== Exercise ==
Having located "If you could tag each instance of the white" in the records below, repeat exactly the line it is on and all subsequent lines, ending with the last.

·····

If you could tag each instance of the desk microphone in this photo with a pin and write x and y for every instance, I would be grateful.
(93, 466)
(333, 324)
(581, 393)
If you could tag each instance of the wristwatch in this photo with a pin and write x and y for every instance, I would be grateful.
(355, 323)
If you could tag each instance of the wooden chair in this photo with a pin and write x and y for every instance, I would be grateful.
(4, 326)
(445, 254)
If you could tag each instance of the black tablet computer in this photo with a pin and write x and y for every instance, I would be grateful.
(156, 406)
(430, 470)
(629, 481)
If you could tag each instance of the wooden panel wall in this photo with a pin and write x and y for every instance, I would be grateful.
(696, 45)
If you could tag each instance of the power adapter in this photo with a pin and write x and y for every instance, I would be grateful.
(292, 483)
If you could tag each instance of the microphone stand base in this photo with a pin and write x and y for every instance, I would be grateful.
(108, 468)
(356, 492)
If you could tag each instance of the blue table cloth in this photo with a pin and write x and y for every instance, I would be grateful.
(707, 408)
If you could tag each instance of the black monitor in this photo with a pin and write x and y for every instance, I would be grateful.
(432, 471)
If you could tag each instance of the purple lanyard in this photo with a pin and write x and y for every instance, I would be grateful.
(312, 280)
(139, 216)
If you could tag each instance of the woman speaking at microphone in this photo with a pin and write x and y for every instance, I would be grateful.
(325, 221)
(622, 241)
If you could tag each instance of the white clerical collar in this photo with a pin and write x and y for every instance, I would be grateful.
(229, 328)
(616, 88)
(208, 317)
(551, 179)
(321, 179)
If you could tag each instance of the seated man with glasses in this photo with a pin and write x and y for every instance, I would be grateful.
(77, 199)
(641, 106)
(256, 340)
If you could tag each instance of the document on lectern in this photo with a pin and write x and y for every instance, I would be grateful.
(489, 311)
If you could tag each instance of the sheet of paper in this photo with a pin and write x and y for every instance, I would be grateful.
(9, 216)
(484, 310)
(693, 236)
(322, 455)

·····

== Task result ==
If you could tag each instance of the white clerical collar in this photo with a pin and write x and y for every instance, I would be grateful.
(229, 328)
(616, 88)
(208, 317)
(551, 179)
(321, 179)
If you could tag each instance of the seated man with glasses in this photo with a pin and write x and y for every instance, I would be grateful.
(77, 199)
(641, 106)
(256, 340)
If you could tag each instance of the document on lectern in this photo with a pin and write x and y for every instance, I would be grateful.
(489, 311)
If you could tag each instance of the sheet of paper in this photo with a pin and write x and y for every instance, I would be grateful.
(9, 216)
(484, 310)
(693, 236)
(322, 455)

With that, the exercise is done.